Exercise: Rewrite every item below, swapping "one per instance" for "one point per instance" and keeping everything else unchanged, and leave out the pictures.
━━━ Task inputs
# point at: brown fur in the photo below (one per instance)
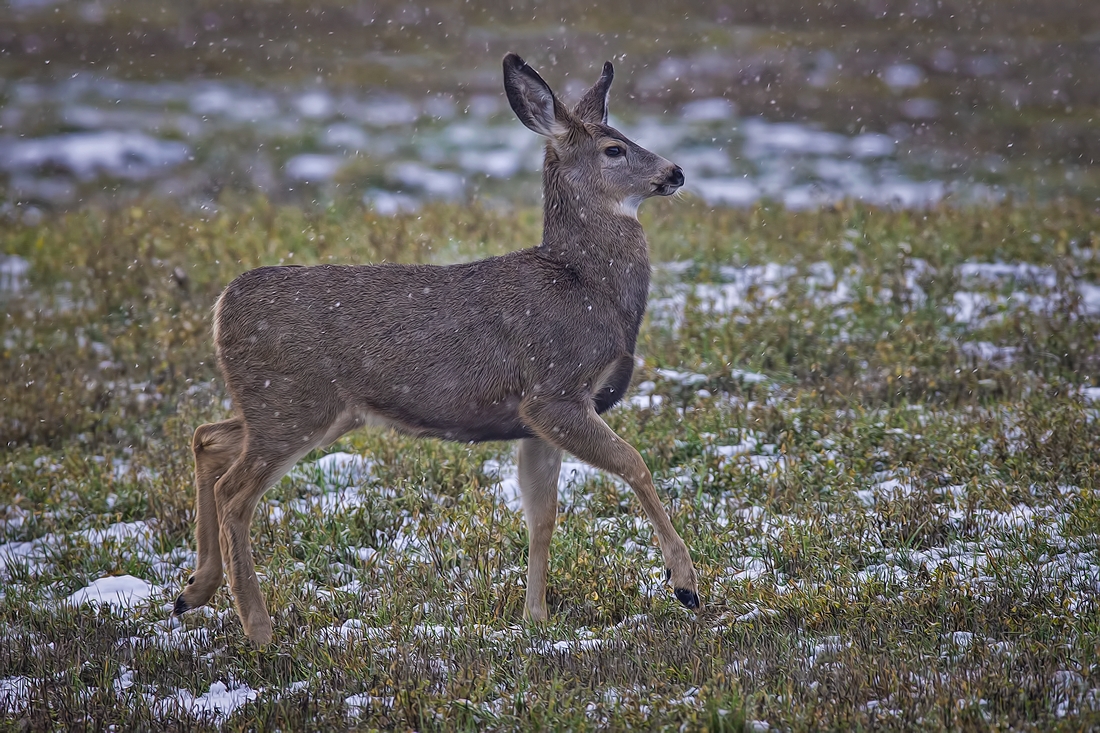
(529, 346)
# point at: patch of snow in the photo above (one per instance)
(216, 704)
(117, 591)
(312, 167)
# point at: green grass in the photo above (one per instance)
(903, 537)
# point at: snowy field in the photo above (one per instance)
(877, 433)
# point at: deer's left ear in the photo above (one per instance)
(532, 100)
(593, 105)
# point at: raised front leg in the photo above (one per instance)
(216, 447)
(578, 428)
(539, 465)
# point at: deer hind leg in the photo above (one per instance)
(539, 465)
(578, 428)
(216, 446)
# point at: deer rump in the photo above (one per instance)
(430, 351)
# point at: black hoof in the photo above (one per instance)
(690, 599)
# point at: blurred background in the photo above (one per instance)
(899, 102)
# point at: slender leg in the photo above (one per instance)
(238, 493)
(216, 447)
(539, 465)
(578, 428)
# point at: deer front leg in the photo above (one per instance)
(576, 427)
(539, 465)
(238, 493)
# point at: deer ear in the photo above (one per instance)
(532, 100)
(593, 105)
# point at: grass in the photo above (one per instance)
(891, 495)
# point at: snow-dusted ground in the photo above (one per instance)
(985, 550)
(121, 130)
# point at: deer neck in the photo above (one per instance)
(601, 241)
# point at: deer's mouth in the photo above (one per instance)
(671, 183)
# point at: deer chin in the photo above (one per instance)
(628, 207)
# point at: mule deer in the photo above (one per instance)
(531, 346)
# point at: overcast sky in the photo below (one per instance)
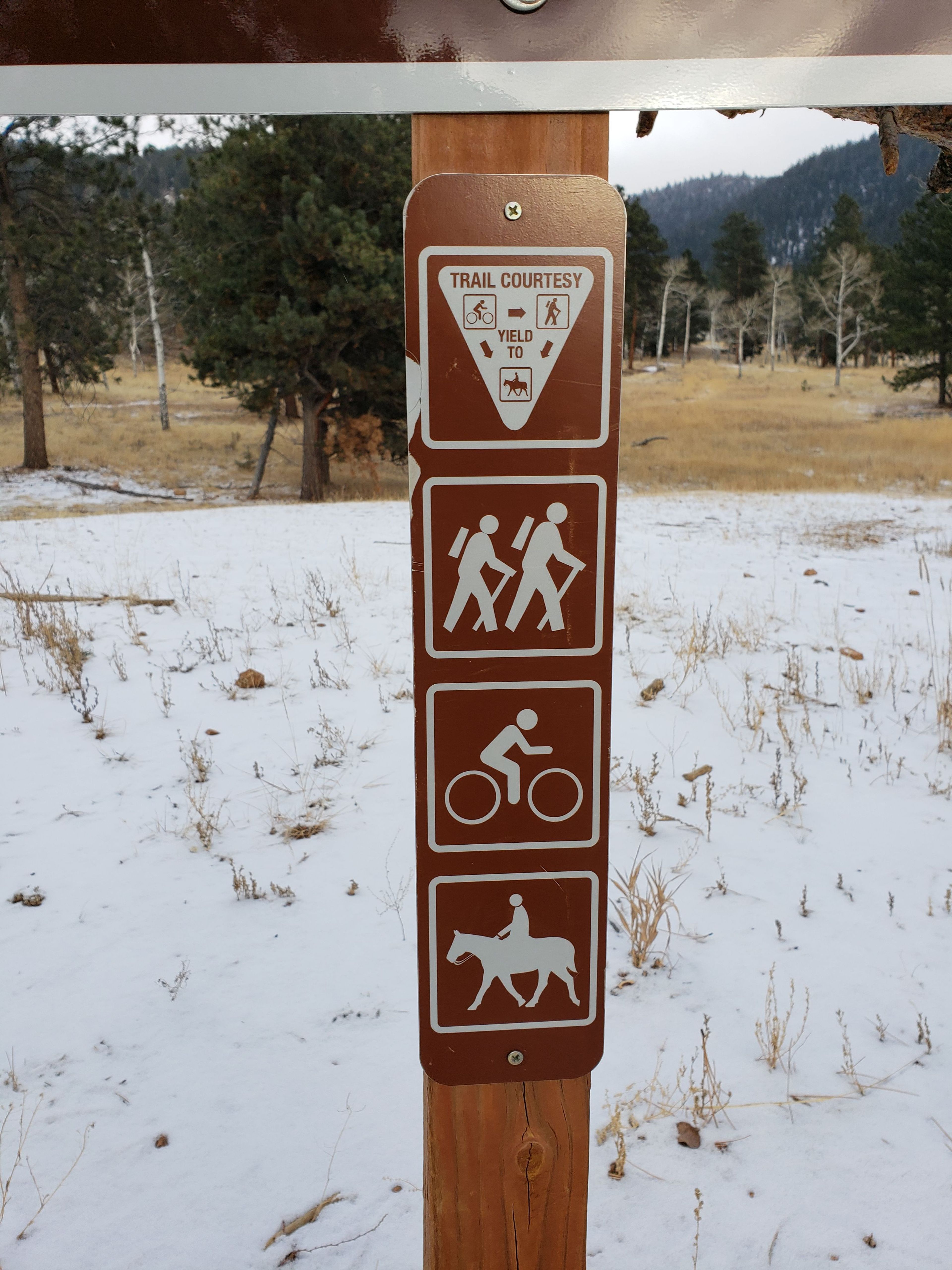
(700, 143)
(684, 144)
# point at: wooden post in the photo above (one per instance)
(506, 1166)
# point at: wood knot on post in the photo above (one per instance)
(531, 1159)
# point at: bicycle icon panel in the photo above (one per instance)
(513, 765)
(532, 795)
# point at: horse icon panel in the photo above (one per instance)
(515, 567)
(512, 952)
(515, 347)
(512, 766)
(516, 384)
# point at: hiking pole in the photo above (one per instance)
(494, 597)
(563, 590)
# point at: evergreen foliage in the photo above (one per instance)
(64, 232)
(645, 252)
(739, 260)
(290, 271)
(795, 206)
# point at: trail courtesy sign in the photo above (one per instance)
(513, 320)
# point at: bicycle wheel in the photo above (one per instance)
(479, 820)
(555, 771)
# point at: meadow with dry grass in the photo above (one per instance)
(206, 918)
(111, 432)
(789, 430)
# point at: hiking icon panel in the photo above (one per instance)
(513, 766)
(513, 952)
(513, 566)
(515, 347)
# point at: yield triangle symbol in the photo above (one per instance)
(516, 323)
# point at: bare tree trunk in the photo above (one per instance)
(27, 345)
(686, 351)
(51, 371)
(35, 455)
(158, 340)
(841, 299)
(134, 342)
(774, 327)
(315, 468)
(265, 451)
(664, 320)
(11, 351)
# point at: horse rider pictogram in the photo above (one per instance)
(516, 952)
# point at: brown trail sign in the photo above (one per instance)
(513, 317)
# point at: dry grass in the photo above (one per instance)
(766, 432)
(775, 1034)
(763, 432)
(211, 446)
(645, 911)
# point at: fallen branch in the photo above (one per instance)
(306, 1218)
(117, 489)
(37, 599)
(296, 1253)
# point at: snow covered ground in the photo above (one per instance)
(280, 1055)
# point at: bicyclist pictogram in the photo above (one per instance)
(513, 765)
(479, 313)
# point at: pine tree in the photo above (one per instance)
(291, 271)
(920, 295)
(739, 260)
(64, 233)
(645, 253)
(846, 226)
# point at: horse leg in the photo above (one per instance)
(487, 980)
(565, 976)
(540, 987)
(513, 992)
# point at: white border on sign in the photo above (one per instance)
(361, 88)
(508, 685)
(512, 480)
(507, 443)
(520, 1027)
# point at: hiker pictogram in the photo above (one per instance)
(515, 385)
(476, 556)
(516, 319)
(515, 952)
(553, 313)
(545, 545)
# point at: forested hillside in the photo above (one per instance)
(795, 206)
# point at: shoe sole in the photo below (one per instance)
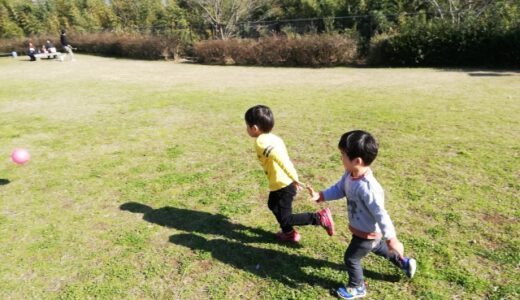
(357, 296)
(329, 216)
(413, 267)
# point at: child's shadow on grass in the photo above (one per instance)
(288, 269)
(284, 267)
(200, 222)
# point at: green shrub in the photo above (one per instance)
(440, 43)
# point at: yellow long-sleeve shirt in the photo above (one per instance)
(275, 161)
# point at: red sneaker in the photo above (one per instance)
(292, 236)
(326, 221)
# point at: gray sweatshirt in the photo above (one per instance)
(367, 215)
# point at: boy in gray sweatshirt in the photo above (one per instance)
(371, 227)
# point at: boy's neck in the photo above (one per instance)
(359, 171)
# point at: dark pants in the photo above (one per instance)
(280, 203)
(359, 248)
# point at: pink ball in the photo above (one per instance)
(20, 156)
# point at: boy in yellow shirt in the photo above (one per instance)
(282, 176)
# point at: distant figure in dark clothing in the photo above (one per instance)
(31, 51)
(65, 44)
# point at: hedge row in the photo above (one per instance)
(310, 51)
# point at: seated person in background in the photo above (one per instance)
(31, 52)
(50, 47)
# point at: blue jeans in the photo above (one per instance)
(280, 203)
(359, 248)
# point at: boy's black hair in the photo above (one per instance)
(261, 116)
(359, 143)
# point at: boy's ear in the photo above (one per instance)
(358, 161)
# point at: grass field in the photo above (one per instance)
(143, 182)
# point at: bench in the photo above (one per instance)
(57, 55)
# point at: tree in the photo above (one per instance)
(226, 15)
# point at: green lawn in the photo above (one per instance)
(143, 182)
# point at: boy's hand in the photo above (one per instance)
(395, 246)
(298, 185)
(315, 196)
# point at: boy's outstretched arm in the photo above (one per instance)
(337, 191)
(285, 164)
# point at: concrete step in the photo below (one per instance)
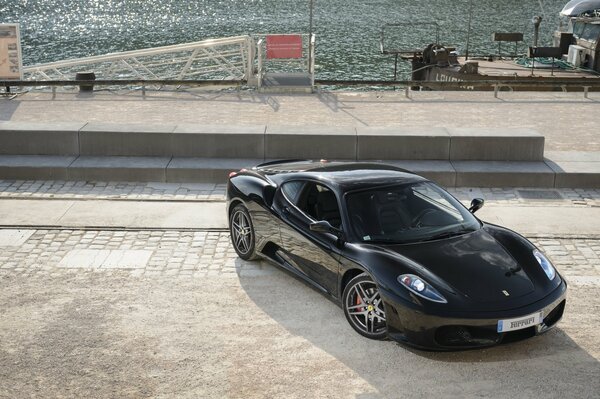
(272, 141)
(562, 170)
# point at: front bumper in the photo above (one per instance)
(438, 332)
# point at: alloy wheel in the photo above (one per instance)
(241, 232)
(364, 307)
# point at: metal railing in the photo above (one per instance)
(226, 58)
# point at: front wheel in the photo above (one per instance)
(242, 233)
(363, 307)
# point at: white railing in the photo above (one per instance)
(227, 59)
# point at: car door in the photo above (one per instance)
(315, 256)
━━━━━━
Complete output:
# point at: brown fur in the photo below (one point per instance)
(529, 346)
# point at: patch of snow in the photo above (one point per instance)
(216, 704)
(117, 591)
(312, 167)
# point at: green grass in the photo above (one point per instance)
(903, 537)
# point at: snowy field in the photo above (one point per instance)
(877, 433)
# point at: deer's left ear in the photo above (one point per instance)
(532, 100)
(593, 105)
# point at: raised front leg in the photo above (one point per instance)
(216, 447)
(578, 428)
(539, 465)
# point at: deer hind leg in the photo above (one point per instance)
(539, 465)
(578, 428)
(216, 446)
# point at: deer rump in the photo above (one point per instance)
(430, 351)
# point at: black hoof in the photo above (one point per instance)
(690, 599)
# point at: blurred background in the photo above (one point per instance)
(899, 102)
# point at: slender leg in the photo above (one point per instance)
(238, 493)
(216, 447)
(539, 465)
(578, 428)
# point at: deer front leg in the photo above (one point per instance)
(576, 427)
(539, 465)
(238, 493)
# point at: deer ear in the photo above (one point per instance)
(532, 100)
(593, 105)
# point at: grass in the photo above (one point per instance)
(891, 495)
# point at: snow-dusted ground in the photo above (one point per instance)
(985, 550)
(121, 130)
# point at: deer neck in the photo above (one point per instance)
(601, 241)
# point at: deer's mouth in the photo above (one point per instance)
(671, 183)
# point at: deer chin in the photo above (one point per instance)
(628, 207)
# point at: mule deer in the photo above (one point per instance)
(531, 346)
# point at: overcast sky in the photo below (one point per instance)
(700, 143)
(684, 144)
# point at: wooden post in the photo above (one point per instance)
(506, 1166)
# point at: wood knot on post in the photo above (one point per instance)
(531, 1159)
# point at: bicycle icon panel in the photo above (one point per instance)
(513, 765)
(532, 795)
# point at: horse icon panel in the photo above (one point per instance)
(515, 567)
(512, 952)
(515, 347)
(512, 766)
(516, 384)
# point at: hiking pole in the photo above (one point per instance)
(494, 597)
(563, 590)
# point at: evergreen foliage in the photo above (one point per instance)
(64, 232)
(645, 252)
(739, 260)
(290, 271)
(795, 206)
# point at: trail courtesy sign in the photo above (one point per instance)
(513, 320)
# point at: bicycle wheel in the photo above (one point per instance)
(479, 820)
(555, 771)
# point at: meadow with dry grass in the photo above (one point per instance)
(206, 918)
(111, 432)
(789, 430)
# point at: hiking icon panel in the photo above (one point per instance)
(513, 766)
(513, 952)
(513, 566)
(515, 347)
# point at: yield triangle symbol in the photo above (one point per instance)
(516, 323)
# point at: bare tree trunk in the photo above (one point per instance)
(27, 345)
(686, 351)
(51, 371)
(35, 455)
(158, 340)
(841, 299)
(134, 342)
(774, 327)
(315, 468)
(265, 451)
(664, 320)
(11, 351)
# point at: horse rider pictogram in the photo above (one point per instance)
(516, 952)
# point at: brown trail sign in the photo above (one point per instance)
(513, 317)
# point at: dry grass in the photo above (one point per instance)
(766, 432)
(775, 1034)
(763, 432)
(211, 446)
(645, 911)
# point at: fallen branch in the photo above (one point per instance)
(306, 1218)
(117, 489)
(37, 599)
(296, 1253)
# point at: snow covered ground in the photo above (one point per instance)
(280, 1055)
# point at: bicyclist pictogram in the photo above (one point per instance)
(513, 765)
(479, 313)
# point at: pine tree in the photo above (one point per instance)
(291, 271)
(920, 295)
(739, 260)
(64, 233)
(645, 253)
(846, 226)
# point at: horse leg in the photo above (one point per instance)
(487, 980)
(565, 976)
(540, 987)
(513, 992)
# point at: white border on sign in the photo above (one point per instance)
(361, 88)
(508, 685)
(512, 480)
(507, 443)
(520, 1027)
# point at: hiker pictogram in the photo above (one point per instance)
(515, 385)
(476, 556)
(516, 319)
(515, 952)
(553, 313)
(545, 545)
# point at: forested hillside in the photo above (one point per instance)
(795, 206)
# point at: shoe sole in the photo below (one point per instance)
(357, 296)
(329, 216)
(413, 267)
# point at: child's shadow on grass in the photo above (one point per instance)
(288, 269)
(284, 267)
(200, 222)
# point at: green shrub in the photo above (one point per instance)
(440, 43)
# point at: yellow long-sleeve shirt in the photo above (one point per instance)
(275, 161)
# point at: red sneaker in the photo above (one point per instance)
(292, 236)
(326, 221)
# point at: gray sweatshirt in the photo above (one point per instance)
(367, 215)
# point at: boy in gray sweatshirt in the photo above (one point per instance)
(371, 227)
# point at: boy's neck in the photo above (one point per instance)
(359, 171)
# point at: dark pants in the photo above (one point per instance)
(280, 203)
(359, 248)
# point at: pink ball in the photo above (one point per instance)
(20, 156)
# point at: boy in yellow shirt in the photo above (one point per instance)
(282, 176)
# point at: distant figure in dark clothing in the photo above (one point per instance)
(31, 51)
(65, 44)
# point at: hedge row in the photo above (one point per instance)
(310, 51)
# point at: seated person in background in the photo above (one point per instance)
(31, 52)
(50, 47)
# point at: blue jeans in the photo above (one point per instance)
(280, 203)
(359, 248)
# point at: boy's black hair in the photo above (one point per instance)
(261, 116)
(359, 143)
# point at: boy's ear in the photo above (one point per instance)
(358, 161)
# point at: grass field in the photo above (one point per instance)
(143, 182)
# point at: bench in the photo above (one point per instance)
(57, 55)
# point at: tree in the photo above (one point per instance)
(226, 15)
# point at: green lawn in the photo above (one point per instance)
(143, 182)
# point at: boy's hand in the photo above (one point per instance)
(395, 246)
(298, 185)
(315, 196)
# point at: boy's outstretched arm in the photo above (one point per instance)
(337, 191)
(285, 164)
# point at: concrete step in the photo below (one point per instance)
(272, 141)
(562, 170)
# point at: front bumper in the photo above (one point per instance)
(438, 332)
# point at: alloy wheel in the photo above (one point per instance)
(241, 232)
(364, 307)
# point at: metal railing in the photo above (one point per instance)
(226, 58)
# point at: front wheel in the photo above (one point per instance)
(242, 233)
(363, 307)
# point at: white railing in the photo above (one point per instance)
(227, 59)
# point at: car door in the photo above (one point per instance)
(315, 256)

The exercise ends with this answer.